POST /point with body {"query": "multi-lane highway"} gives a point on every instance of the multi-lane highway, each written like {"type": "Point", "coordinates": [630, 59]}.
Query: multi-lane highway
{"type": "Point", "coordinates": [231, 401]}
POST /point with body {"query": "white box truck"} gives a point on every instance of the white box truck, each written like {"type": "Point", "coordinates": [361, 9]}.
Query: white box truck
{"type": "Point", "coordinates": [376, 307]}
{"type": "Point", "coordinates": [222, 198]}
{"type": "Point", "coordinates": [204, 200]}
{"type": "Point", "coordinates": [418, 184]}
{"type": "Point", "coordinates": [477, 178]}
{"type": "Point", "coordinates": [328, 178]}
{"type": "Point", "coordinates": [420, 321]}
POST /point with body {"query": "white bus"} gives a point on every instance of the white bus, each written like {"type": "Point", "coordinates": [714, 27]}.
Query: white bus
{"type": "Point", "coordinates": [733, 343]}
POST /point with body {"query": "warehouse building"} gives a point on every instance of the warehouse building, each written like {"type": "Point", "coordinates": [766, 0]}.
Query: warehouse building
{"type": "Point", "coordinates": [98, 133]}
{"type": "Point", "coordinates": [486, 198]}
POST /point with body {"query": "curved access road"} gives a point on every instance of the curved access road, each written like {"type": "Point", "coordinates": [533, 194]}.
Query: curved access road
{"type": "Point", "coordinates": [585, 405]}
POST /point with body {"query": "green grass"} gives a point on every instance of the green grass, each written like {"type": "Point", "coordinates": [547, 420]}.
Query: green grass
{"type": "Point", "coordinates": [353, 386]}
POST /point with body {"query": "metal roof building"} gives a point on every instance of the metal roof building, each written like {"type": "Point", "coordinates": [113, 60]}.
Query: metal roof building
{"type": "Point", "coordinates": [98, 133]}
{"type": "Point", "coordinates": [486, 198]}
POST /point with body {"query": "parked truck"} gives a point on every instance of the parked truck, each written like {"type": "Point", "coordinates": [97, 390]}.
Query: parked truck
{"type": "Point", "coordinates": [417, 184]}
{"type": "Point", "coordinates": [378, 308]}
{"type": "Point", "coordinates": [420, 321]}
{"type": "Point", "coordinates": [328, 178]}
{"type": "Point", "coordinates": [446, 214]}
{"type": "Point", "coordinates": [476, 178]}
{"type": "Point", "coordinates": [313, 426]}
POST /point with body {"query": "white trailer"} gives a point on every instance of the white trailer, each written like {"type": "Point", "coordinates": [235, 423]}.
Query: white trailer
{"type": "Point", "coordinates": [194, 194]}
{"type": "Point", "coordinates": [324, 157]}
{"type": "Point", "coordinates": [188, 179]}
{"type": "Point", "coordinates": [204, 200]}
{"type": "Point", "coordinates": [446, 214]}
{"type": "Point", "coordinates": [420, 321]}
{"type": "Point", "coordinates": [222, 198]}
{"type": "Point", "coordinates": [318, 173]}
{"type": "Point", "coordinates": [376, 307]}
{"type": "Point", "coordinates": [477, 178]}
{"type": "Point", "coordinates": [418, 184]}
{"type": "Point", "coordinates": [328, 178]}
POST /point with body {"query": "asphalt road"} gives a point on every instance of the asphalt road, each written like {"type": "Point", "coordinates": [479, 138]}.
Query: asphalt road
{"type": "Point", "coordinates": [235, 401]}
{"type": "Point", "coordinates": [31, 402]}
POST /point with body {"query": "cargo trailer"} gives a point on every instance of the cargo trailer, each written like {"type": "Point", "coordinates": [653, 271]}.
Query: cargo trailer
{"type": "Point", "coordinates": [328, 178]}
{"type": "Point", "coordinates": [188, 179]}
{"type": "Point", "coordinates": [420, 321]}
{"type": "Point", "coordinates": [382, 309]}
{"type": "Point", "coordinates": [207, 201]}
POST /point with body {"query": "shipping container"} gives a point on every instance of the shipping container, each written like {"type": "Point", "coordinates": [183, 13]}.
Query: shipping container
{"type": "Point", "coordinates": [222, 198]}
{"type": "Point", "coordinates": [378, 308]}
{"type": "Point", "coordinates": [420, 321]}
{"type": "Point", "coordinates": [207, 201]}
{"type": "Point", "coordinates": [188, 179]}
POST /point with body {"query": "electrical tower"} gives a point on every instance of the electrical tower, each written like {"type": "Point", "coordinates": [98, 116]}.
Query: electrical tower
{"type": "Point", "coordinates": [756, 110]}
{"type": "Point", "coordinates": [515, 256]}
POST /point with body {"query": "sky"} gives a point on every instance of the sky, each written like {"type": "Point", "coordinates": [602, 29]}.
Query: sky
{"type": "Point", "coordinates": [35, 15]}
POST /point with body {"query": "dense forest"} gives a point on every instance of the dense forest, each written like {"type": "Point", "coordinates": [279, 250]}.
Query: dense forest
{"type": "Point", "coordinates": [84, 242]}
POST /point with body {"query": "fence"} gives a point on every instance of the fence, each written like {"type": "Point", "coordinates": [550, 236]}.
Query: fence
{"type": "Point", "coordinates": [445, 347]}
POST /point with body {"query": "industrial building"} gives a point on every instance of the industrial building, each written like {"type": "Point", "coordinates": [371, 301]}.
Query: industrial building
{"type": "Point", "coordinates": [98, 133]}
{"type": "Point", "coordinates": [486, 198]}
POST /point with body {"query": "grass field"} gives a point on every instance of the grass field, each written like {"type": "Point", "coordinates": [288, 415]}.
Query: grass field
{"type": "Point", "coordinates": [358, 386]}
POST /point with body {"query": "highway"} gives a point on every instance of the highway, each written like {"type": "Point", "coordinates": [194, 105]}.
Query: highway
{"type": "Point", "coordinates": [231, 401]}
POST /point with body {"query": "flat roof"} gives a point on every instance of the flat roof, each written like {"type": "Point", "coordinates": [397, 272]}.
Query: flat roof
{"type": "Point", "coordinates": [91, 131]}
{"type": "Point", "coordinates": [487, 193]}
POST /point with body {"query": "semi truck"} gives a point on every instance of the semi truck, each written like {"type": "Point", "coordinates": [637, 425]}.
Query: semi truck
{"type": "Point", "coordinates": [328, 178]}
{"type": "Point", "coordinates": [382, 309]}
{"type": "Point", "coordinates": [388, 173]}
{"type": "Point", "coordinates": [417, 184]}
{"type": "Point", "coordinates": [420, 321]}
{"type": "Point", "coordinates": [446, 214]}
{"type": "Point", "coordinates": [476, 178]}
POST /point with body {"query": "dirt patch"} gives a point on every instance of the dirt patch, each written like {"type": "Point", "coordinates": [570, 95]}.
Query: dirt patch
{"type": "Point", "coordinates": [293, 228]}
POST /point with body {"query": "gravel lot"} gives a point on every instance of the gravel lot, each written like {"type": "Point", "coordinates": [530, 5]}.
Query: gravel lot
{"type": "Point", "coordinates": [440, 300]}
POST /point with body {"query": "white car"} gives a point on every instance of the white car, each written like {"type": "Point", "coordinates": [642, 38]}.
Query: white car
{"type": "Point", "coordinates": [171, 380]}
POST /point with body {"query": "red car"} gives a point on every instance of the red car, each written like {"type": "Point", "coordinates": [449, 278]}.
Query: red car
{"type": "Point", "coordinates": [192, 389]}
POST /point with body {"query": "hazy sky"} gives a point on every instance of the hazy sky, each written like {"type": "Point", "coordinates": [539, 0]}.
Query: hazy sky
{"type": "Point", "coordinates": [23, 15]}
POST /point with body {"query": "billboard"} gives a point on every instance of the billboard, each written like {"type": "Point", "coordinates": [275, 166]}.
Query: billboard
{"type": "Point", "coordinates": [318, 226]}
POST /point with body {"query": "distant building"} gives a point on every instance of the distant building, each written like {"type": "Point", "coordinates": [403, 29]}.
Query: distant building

::::::::

Return every line holding the word "distant" from the records.

• Answer:
POST /point with body {"query": "distant building"} gives a point on every instance of the distant building, each written like {"type": "Point", "coordinates": [403, 29]}.
Query: distant building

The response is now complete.